Work required: Copy out exactly the lines from the line containing "Would you mind tagging the window" to the end of the listing.

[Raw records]
┏━━

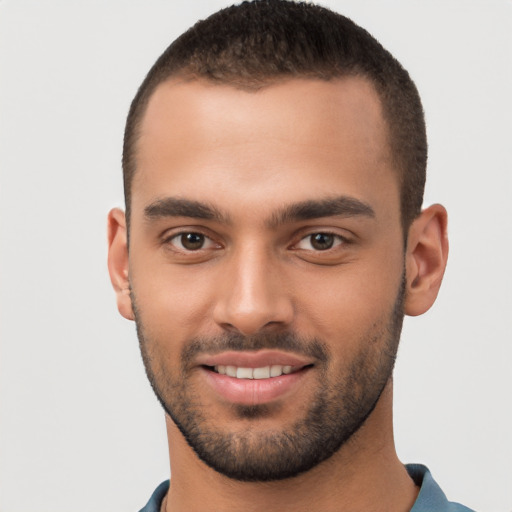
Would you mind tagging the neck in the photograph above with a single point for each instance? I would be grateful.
(364, 472)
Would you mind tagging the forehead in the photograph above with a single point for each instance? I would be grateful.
(303, 138)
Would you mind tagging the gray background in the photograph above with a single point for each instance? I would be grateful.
(80, 428)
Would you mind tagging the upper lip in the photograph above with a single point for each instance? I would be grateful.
(257, 359)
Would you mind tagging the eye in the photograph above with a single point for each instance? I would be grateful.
(319, 242)
(191, 241)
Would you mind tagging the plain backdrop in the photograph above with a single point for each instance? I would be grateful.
(80, 428)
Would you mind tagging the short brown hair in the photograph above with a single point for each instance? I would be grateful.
(260, 42)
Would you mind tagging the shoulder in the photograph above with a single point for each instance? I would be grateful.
(431, 498)
(155, 502)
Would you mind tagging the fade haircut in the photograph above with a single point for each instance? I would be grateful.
(259, 43)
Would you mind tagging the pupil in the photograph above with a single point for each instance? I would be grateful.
(192, 241)
(322, 241)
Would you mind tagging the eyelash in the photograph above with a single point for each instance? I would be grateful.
(337, 240)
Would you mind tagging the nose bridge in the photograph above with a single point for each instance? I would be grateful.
(253, 297)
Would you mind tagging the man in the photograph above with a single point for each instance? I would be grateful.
(274, 165)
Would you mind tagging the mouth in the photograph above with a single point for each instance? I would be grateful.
(254, 378)
(263, 372)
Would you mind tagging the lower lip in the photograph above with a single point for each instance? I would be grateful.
(254, 391)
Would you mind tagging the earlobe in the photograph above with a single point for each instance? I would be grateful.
(118, 261)
(426, 257)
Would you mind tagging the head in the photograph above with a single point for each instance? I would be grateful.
(256, 44)
(274, 163)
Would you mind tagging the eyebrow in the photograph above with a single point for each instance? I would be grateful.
(178, 207)
(343, 206)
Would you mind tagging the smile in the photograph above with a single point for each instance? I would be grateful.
(264, 372)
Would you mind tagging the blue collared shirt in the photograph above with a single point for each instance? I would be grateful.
(430, 498)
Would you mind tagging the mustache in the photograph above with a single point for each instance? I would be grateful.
(287, 341)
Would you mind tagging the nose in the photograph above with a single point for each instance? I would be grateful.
(253, 297)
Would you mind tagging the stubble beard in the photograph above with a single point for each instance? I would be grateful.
(338, 409)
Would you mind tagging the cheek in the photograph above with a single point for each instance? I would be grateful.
(350, 305)
(173, 301)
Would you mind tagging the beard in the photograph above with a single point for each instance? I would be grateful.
(342, 401)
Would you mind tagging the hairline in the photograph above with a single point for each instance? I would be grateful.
(248, 85)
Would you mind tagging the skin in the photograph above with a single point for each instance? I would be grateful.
(250, 155)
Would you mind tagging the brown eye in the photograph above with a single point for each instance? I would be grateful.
(192, 241)
(321, 241)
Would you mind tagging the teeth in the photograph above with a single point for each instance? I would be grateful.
(265, 372)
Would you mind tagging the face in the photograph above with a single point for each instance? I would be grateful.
(266, 268)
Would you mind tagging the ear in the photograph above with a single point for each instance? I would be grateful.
(427, 253)
(118, 261)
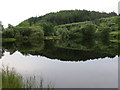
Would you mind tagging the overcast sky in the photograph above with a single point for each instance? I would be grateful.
(15, 11)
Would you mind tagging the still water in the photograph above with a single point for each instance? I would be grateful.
(65, 64)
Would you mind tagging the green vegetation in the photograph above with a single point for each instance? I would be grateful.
(8, 39)
(69, 24)
(11, 79)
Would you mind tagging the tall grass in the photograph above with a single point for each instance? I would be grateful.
(11, 79)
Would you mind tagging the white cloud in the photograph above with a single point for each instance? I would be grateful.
(15, 11)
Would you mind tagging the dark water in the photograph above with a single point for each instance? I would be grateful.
(66, 64)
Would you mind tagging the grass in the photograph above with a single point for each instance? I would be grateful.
(8, 39)
(11, 79)
(51, 37)
(118, 41)
(115, 32)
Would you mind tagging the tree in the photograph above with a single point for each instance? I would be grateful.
(88, 31)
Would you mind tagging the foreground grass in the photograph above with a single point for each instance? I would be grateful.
(11, 79)
(8, 39)
(118, 41)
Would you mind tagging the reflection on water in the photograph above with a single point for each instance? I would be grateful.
(62, 62)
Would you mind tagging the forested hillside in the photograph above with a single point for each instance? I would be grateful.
(67, 16)
(70, 24)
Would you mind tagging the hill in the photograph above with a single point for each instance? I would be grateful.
(67, 16)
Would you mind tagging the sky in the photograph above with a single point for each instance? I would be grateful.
(15, 11)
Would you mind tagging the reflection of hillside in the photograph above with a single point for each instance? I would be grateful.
(65, 50)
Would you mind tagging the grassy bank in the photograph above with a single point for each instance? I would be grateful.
(11, 79)
(51, 37)
(8, 39)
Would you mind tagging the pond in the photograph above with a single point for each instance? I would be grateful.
(65, 63)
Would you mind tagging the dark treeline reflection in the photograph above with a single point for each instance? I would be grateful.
(65, 50)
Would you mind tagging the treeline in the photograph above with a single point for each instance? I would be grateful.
(67, 16)
(48, 25)
(99, 28)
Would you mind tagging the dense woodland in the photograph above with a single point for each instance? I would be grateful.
(68, 24)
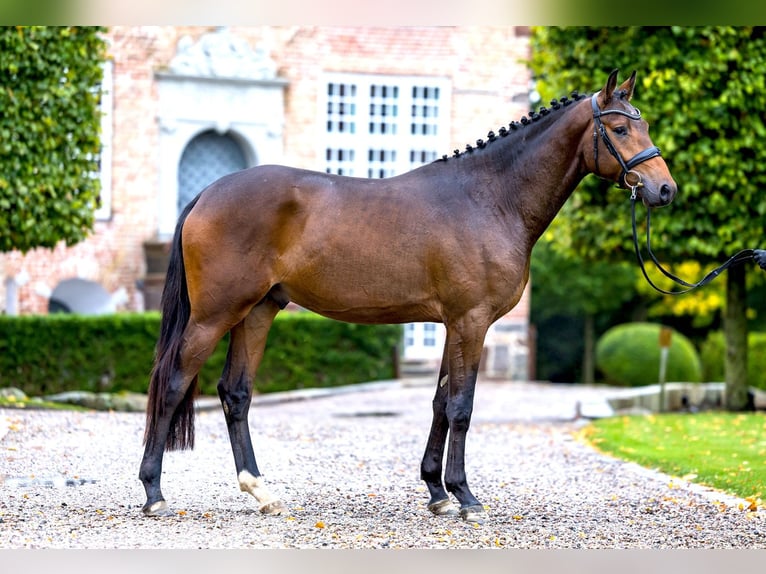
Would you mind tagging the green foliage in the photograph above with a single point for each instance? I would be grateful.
(565, 290)
(56, 353)
(629, 355)
(49, 134)
(713, 352)
(564, 283)
(703, 90)
(722, 450)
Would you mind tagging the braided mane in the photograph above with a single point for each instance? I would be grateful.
(522, 123)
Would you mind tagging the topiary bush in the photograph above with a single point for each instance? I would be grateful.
(629, 355)
(713, 351)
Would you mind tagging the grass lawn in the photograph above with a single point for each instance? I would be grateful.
(724, 450)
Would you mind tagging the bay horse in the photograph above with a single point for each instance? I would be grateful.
(447, 242)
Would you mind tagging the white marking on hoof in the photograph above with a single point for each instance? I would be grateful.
(159, 508)
(443, 508)
(256, 485)
(474, 514)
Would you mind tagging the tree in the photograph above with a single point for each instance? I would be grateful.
(565, 286)
(49, 134)
(703, 90)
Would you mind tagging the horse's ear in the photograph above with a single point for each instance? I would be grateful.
(628, 86)
(608, 90)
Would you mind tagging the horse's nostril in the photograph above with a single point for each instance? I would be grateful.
(665, 193)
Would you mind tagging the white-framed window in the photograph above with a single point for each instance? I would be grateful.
(380, 126)
(104, 210)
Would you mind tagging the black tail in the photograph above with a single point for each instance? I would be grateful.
(176, 311)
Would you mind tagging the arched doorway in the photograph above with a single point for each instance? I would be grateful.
(206, 158)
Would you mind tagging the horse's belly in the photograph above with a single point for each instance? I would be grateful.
(363, 295)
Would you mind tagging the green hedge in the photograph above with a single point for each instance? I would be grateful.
(48, 354)
(629, 355)
(713, 351)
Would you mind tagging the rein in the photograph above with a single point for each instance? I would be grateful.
(758, 255)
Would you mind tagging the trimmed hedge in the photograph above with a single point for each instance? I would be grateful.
(713, 351)
(48, 354)
(629, 355)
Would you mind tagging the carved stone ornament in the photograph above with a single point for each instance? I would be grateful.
(221, 54)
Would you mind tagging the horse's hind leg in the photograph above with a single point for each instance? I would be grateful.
(198, 343)
(248, 340)
(433, 458)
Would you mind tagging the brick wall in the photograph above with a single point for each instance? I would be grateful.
(489, 88)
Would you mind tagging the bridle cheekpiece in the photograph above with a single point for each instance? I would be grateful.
(629, 178)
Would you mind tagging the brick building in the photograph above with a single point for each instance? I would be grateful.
(185, 105)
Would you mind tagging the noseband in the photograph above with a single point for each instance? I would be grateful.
(627, 166)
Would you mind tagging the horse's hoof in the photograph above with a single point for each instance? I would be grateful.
(473, 514)
(443, 508)
(274, 507)
(159, 508)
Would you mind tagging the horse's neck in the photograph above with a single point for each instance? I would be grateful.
(540, 171)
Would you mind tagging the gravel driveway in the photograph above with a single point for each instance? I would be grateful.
(346, 465)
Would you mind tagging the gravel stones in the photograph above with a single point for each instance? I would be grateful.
(346, 465)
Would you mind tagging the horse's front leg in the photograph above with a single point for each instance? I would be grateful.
(466, 340)
(433, 458)
(246, 347)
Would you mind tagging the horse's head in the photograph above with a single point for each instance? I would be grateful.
(622, 150)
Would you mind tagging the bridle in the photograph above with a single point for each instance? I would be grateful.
(627, 166)
(759, 255)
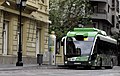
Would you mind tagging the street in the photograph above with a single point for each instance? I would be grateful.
(38, 71)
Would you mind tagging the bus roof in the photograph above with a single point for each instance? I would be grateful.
(86, 32)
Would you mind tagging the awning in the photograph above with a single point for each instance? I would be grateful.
(36, 16)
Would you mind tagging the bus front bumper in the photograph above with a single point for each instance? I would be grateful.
(78, 63)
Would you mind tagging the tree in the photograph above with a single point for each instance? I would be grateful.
(67, 14)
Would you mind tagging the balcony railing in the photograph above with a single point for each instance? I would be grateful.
(99, 0)
(99, 14)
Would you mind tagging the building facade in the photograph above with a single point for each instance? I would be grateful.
(35, 22)
(105, 15)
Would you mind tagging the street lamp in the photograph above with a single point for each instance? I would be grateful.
(21, 5)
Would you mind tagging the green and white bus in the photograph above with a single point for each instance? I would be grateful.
(89, 47)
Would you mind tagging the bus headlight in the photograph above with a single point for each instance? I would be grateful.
(65, 62)
(89, 62)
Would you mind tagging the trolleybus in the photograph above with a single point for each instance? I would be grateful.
(89, 47)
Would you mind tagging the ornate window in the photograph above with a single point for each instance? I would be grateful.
(42, 1)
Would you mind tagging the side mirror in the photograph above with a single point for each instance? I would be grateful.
(93, 56)
(62, 43)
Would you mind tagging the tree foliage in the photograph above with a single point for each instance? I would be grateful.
(67, 14)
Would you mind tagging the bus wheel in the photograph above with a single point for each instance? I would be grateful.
(111, 64)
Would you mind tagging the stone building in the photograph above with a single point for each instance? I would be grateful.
(35, 22)
(105, 15)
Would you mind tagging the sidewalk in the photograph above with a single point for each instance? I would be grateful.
(8, 67)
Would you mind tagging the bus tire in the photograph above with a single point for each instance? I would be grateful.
(111, 64)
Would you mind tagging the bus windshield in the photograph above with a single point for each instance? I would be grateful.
(76, 47)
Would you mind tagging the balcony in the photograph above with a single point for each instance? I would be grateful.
(99, 14)
(99, 1)
(31, 5)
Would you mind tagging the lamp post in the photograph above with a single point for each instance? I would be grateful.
(21, 5)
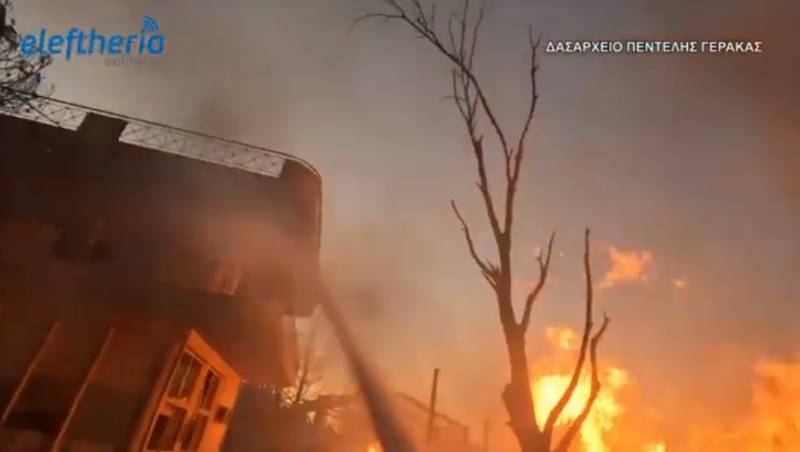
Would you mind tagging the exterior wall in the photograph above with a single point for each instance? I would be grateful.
(122, 395)
(217, 414)
(110, 252)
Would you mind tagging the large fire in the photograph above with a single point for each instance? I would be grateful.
(548, 389)
(771, 424)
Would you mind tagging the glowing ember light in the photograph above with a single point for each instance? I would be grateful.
(680, 283)
(657, 447)
(627, 267)
(549, 388)
(564, 338)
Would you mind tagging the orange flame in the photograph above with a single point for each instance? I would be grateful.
(548, 389)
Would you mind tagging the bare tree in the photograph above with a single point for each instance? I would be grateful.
(20, 74)
(457, 42)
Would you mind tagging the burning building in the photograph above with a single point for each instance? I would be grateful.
(146, 274)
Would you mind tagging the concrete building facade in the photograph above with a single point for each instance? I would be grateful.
(146, 273)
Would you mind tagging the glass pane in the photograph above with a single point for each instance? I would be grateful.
(179, 375)
(210, 386)
(173, 429)
(199, 430)
(191, 378)
(186, 436)
(158, 432)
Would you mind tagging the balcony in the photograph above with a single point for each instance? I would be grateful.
(160, 137)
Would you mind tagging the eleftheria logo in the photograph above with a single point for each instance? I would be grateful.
(149, 41)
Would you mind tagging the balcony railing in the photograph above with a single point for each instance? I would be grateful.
(164, 138)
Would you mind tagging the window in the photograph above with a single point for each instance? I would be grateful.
(210, 387)
(193, 433)
(166, 429)
(185, 377)
(187, 406)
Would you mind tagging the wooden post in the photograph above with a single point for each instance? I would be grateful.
(432, 406)
(27, 375)
(486, 426)
(79, 395)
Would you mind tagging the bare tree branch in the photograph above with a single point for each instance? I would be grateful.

┗━━

Solution to the exercise:
Would you mind tagging the window in the photograph above with a single point for each instance? I would be grateful.
(210, 387)
(193, 433)
(166, 429)
(185, 377)
(187, 406)
Would you mind tagging the wooden post in the photograph above with a single point for each instance? I would be grateful.
(432, 406)
(27, 375)
(486, 426)
(79, 395)
Would you mind tagging the bare tree branch in the photograph above with a single point for each instance? I would be grateful.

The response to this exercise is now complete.